_WORK REQUIRED_.
Each line below should be repeated exactly as written, with no pictures carried over.

_GIVEN ENTRIES_.
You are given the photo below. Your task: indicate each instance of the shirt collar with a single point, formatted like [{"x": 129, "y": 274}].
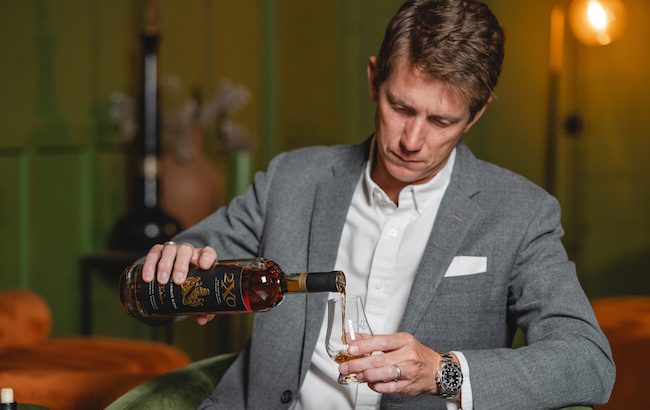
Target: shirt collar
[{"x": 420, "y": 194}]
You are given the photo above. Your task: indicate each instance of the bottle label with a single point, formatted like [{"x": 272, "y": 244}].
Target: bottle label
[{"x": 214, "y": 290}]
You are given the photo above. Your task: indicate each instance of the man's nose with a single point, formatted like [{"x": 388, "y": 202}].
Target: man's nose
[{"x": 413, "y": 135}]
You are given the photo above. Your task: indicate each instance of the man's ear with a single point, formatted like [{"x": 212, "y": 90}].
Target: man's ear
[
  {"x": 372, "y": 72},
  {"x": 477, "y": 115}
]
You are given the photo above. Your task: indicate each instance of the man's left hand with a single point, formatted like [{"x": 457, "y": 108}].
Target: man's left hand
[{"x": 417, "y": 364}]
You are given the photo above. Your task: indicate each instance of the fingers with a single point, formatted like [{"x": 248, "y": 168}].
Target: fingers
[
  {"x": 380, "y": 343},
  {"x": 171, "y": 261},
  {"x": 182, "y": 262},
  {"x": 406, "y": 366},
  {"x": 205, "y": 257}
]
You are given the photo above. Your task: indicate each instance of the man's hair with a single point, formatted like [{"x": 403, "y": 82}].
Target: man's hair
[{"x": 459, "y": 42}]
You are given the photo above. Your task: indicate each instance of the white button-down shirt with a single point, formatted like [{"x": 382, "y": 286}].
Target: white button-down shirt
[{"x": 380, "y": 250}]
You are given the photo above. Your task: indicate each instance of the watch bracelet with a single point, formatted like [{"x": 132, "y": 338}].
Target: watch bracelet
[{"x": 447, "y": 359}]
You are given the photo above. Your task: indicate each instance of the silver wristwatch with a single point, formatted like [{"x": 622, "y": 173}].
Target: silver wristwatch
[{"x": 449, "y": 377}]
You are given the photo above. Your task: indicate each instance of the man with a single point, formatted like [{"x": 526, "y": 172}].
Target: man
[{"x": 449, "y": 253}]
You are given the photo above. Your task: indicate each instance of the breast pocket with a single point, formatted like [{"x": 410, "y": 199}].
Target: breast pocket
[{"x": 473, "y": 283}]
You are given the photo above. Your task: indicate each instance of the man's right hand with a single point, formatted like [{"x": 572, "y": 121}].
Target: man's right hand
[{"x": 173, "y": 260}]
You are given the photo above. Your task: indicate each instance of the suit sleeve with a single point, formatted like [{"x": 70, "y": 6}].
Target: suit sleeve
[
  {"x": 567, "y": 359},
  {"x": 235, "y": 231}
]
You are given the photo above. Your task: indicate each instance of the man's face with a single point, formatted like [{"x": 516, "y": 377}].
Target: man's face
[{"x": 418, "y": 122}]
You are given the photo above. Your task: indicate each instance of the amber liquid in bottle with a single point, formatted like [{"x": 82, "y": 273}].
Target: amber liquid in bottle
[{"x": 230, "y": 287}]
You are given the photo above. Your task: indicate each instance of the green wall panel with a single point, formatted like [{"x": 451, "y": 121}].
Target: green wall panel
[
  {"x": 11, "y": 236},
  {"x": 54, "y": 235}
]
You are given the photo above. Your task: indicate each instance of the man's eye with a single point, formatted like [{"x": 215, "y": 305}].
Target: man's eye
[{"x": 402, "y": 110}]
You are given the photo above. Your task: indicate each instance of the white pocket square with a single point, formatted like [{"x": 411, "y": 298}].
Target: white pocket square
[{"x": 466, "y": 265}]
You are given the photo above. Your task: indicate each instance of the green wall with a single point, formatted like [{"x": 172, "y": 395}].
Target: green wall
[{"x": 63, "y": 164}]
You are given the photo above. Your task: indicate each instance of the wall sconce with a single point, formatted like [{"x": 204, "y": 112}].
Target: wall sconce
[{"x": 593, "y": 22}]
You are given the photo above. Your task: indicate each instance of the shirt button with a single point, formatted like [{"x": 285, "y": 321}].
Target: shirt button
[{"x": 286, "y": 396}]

_RESULT BELOW_.
You are given the photo below. Your task: indicate each instance of the shirt collar with a single point, formatted like [{"x": 129, "y": 274}].
Target: shirt collar
[{"x": 420, "y": 194}]
You are given the photo above. Your task: indicate each instance of the bottle label with a single point, formatted like [{"x": 272, "y": 244}].
Target: bottle label
[{"x": 214, "y": 290}]
You are given the photo above. Your task: indicate each instance of the man's nose with a single point, formatted like [{"x": 388, "y": 202}].
Target: man's nose
[{"x": 413, "y": 135}]
You are given the photo above. Your task: indicate each instance of the man's ear with a single point, formatted like [{"x": 212, "y": 90}].
Target: man's ear
[
  {"x": 372, "y": 72},
  {"x": 477, "y": 115}
]
You are given the photo above. Your task: indicate each instance of the man's left hand with a single point, formatted like [{"x": 457, "y": 108}].
Target: man's left hand
[{"x": 417, "y": 364}]
You are given the photo above. Your task: indicate each instance of the fingers with a single point, formatted like [{"x": 248, "y": 168}].
Target: fingers
[
  {"x": 380, "y": 343},
  {"x": 171, "y": 261},
  {"x": 182, "y": 262},
  {"x": 406, "y": 366},
  {"x": 205, "y": 257}
]
You are given the photo above. Your task: indicate each instance of the man's hair with a single point, formatted like [{"x": 403, "y": 82}].
Target: man's hair
[{"x": 459, "y": 42}]
You are given the photo above. Your task: indicate each instance of the white button-down shirt with a single point, formatted like [{"x": 382, "y": 286}].
Target: white button-down shirt
[{"x": 380, "y": 250}]
You are given the photo above. Your task: indicate each instance of the watch bracelet with a single point, formatted like [{"x": 132, "y": 338}].
Target: watch bracelet
[{"x": 447, "y": 359}]
You are given the photo above. Your task: indicate each instance of the silver wristwatch with a single point, formatted like [{"x": 622, "y": 173}].
Target: silver wristwatch
[{"x": 449, "y": 377}]
You are given the photo above. Your task: indicate each instance of the man with a single point, formatted like [{"x": 526, "y": 172}].
Target: man
[{"x": 449, "y": 253}]
You are given the photo above. Your task: indicate each instance of the breast pocket with a single point, formatted like [{"x": 410, "y": 199}].
Target: breast pocket
[{"x": 473, "y": 283}]
You are given the photo above. Your task: indicate each instance of the man's right hand with a single point, formatted like [{"x": 572, "y": 121}].
Target: man's right hand
[{"x": 173, "y": 260}]
You are given the photo above. Your task: indicate each instance of the suit sleeve with a single point, formatted like [{"x": 70, "y": 6}].
Target: suit sleeve
[
  {"x": 567, "y": 359},
  {"x": 235, "y": 231}
]
You are given the photo above. Your task: indicate each instance of the man's face with a single point, formatted like [{"x": 516, "y": 377}].
Target: man's face
[{"x": 418, "y": 122}]
You are given the photo above. Your task: indicate each instance of the amber liquid in bottle with a single point, formatted like [{"x": 82, "y": 273}].
Target: amber liquid in bottle
[{"x": 230, "y": 287}]
You are given the photo above. Your task: indicate each instance of the green wall panel with a single point, formatted like [{"x": 451, "y": 121}].
Target: green wall panel
[
  {"x": 11, "y": 236},
  {"x": 54, "y": 235}
]
You are given the photo above. Your task: indicate each instance of the man's eye with a single point, formatted like [{"x": 215, "y": 305}].
Target: man's eye
[{"x": 402, "y": 110}]
You are given the photo above. Your task: indicate each instance of the white pocket square with a single point, formatted like [{"x": 411, "y": 298}].
Target: white pocket square
[{"x": 466, "y": 265}]
You are given the photo above. Your task: indicate each instance of the green wall with a single point, formatted like [{"x": 172, "y": 395}].
Target: green wall
[{"x": 63, "y": 164}]
You are given the photo above. Your task: indicate each instance of the wall sconce with a single point, formatted like [{"x": 204, "y": 112}].
Target: wall sconce
[{"x": 593, "y": 22}]
You are given the photo above. Your task: indicate each instance of the shirt button with a single point, formatted like [{"x": 285, "y": 321}].
Target: shirt button
[{"x": 286, "y": 396}]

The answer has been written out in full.